[Stored entries]
======

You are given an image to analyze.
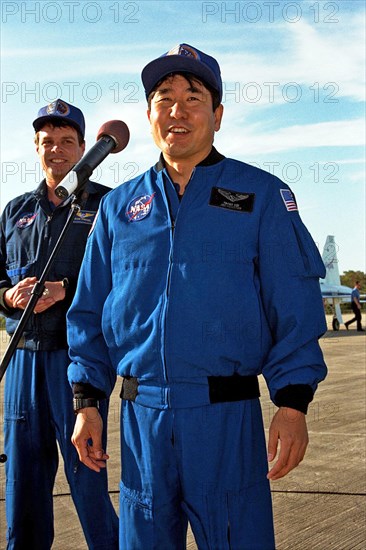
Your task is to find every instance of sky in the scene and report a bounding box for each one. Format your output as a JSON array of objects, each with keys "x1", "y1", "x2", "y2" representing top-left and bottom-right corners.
[{"x1": 0, "y1": 0, "x2": 366, "y2": 273}]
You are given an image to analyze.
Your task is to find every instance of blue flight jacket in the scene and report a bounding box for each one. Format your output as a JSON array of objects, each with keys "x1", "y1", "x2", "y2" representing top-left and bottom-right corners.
[
  {"x1": 68, "y1": 149, "x2": 326, "y2": 408},
  {"x1": 0, "y1": 180, "x2": 110, "y2": 351}
]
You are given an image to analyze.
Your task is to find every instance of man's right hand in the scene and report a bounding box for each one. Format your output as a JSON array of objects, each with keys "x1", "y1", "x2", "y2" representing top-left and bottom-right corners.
[
  {"x1": 4, "y1": 277, "x2": 37, "y2": 309},
  {"x1": 71, "y1": 407, "x2": 109, "y2": 472}
]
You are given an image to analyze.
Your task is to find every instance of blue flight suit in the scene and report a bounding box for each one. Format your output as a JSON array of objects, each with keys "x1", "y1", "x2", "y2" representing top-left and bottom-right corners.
[
  {"x1": 68, "y1": 149, "x2": 326, "y2": 550},
  {"x1": 0, "y1": 181, "x2": 118, "y2": 550}
]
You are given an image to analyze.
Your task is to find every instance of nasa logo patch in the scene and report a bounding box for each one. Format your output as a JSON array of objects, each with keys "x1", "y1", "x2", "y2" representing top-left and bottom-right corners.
[
  {"x1": 126, "y1": 193, "x2": 155, "y2": 222},
  {"x1": 15, "y1": 212, "x2": 38, "y2": 229}
]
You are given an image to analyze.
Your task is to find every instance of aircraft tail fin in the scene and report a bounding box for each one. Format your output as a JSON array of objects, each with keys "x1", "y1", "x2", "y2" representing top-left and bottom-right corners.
[{"x1": 322, "y1": 235, "x2": 341, "y2": 285}]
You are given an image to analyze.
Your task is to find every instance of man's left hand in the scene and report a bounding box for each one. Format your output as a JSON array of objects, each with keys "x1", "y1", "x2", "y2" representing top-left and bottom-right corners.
[{"x1": 267, "y1": 407, "x2": 309, "y2": 481}]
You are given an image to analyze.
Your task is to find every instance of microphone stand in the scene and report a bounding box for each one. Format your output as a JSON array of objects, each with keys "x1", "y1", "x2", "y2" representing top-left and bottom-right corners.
[{"x1": 0, "y1": 195, "x2": 81, "y2": 463}]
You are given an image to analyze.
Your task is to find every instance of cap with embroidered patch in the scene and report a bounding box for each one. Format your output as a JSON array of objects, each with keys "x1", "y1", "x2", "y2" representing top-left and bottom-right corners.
[
  {"x1": 33, "y1": 99, "x2": 85, "y2": 139},
  {"x1": 141, "y1": 44, "x2": 222, "y2": 101}
]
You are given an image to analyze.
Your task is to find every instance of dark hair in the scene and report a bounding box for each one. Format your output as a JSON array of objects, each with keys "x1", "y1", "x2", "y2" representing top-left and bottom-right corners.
[
  {"x1": 147, "y1": 71, "x2": 220, "y2": 111},
  {"x1": 34, "y1": 118, "x2": 85, "y2": 145}
]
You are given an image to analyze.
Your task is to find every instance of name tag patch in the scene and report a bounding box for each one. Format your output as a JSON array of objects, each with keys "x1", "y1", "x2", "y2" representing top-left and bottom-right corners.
[{"x1": 209, "y1": 191, "x2": 255, "y2": 212}]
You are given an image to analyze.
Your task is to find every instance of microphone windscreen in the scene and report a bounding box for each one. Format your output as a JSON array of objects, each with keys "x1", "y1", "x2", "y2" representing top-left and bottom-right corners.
[{"x1": 97, "y1": 120, "x2": 130, "y2": 153}]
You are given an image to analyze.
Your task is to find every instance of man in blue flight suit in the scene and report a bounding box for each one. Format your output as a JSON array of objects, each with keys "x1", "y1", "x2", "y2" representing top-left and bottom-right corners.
[
  {"x1": 0, "y1": 99, "x2": 118, "y2": 550},
  {"x1": 68, "y1": 44, "x2": 326, "y2": 550}
]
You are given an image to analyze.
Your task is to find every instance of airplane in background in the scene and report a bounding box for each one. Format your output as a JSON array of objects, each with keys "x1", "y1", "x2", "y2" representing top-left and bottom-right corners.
[{"x1": 319, "y1": 235, "x2": 358, "y2": 330}]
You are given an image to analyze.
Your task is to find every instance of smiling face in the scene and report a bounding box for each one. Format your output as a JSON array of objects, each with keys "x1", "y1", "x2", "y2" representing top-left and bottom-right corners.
[
  {"x1": 36, "y1": 124, "x2": 85, "y2": 188},
  {"x1": 147, "y1": 74, "x2": 223, "y2": 165}
]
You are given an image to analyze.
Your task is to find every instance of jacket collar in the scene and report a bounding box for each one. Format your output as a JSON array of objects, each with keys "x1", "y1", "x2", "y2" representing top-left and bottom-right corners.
[{"x1": 154, "y1": 147, "x2": 225, "y2": 172}]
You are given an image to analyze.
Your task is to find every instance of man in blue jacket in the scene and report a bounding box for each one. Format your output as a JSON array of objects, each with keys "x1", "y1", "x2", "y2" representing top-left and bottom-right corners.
[
  {"x1": 68, "y1": 44, "x2": 326, "y2": 550},
  {"x1": 0, "y1": 99, "x2": 118, "y2": 550}
]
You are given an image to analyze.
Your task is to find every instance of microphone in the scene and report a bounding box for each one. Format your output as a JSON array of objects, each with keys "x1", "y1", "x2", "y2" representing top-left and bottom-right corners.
[{"x1": 55, "y1": 120, "x2": 130, "y2": 200}]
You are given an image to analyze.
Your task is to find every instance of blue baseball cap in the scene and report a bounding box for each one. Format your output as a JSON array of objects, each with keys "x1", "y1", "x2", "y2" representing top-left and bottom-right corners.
[
  {"x1": 141, "y1": 44, "x2": 222, "y2": 101},
  {"x1": 33, "y1": 99, "x2": 85, "y2": 139}
]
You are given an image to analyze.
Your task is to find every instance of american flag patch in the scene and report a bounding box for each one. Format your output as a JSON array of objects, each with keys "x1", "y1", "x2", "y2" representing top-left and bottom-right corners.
[{"x1": 280, "y1": 189, "x2": 297, "y2": 212}]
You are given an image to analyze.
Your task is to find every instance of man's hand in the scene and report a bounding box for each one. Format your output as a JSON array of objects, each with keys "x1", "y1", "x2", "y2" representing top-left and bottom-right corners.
[
  {"x1": 4, "y1": 277, "x2": 66, "y2": 313},
  {"x1": 71, "y1": 407, "x2": 109, "y2": 472},
  {"x1": 267, "y1": 407, "x2": 309, "y2": 480}
]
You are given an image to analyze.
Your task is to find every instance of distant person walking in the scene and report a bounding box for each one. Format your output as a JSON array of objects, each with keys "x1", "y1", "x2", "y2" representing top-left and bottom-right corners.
[{"x1": 345, "y1": 281, "x2": 365, "y2": 332}]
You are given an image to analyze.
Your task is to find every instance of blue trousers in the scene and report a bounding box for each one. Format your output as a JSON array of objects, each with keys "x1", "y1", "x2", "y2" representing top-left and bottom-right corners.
[
  {"x1": 4, "y1": 349, "x2": 118, "y2": 550},
  {"x1": 120, "y1": 399, "x2": 275, "y2": 550}
]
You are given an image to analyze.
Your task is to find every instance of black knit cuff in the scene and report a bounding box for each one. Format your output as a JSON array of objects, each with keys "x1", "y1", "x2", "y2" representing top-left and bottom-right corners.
[
  {"x1": 72, "y1": 382, "x2": 106, "y2": 400},
  {"x1": 274, "y1": 384, "x2": 314, "y2": 414}
]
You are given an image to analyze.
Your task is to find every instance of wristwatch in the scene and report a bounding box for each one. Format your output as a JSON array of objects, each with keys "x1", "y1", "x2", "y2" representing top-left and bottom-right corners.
[
  {"x1": 73, "y1": 397, "x2": 99, "y2": 414},
  {"x1": 61, "y1": 277, "x2": 70, "y2": 290}
]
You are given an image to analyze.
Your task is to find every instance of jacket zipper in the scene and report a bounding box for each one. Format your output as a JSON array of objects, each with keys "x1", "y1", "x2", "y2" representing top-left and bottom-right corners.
[{"x1": 163, "y1": 169, "x2": 196, "y2": 390}]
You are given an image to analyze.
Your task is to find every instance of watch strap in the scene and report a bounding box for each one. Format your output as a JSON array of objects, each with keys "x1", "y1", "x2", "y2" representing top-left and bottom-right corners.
[{"x1": 73, "y1": 397, "x2": 99, "y2": 413}]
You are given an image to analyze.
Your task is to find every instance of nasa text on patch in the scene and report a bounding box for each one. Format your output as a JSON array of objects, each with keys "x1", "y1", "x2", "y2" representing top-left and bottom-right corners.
[
  {"x1": 126, "y1": 193, "x2": 155, "y2": 222},
  {"x1": 74, "y1": 210, "x2": 96, "y2": 225},
  {"x1": 280, "y1": 189, "x2": 297, "y2": 212},
  {"x1": 209, "y1": 187, "x2": 255, "y2": 212}
]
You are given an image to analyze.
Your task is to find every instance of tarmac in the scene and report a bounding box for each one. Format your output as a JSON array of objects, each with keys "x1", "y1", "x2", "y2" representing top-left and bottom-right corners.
[{"x1": 0, "y1": 315, "x2": 366, "y2": 550}]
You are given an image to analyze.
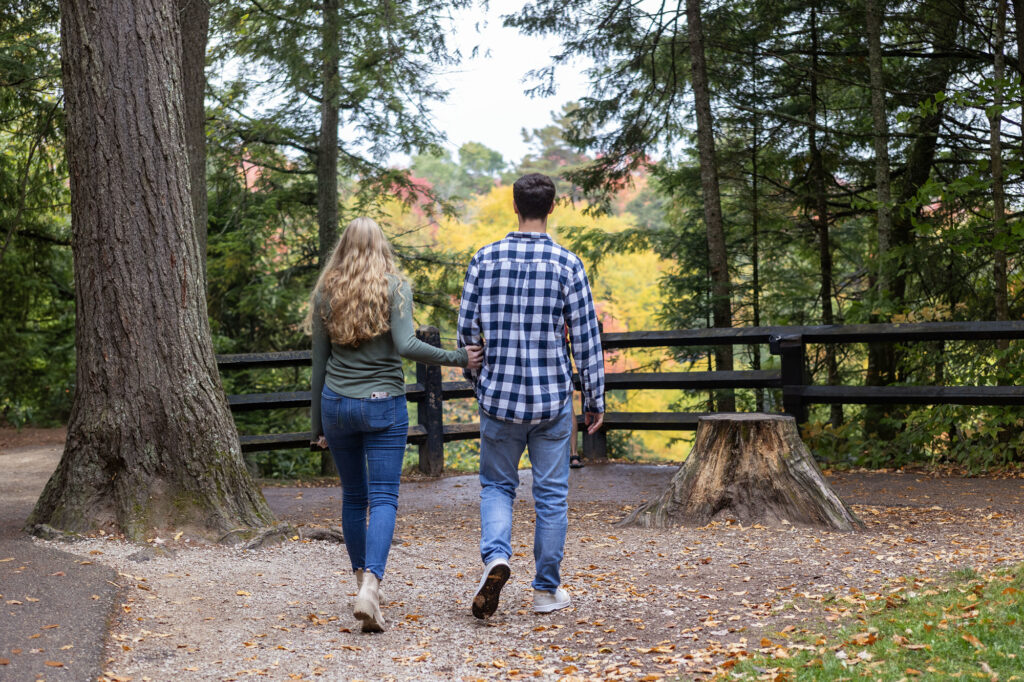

======

[What is needed]
Count the lines in the items above that contain the word "jacket". Give only the number.

[Task solution]
4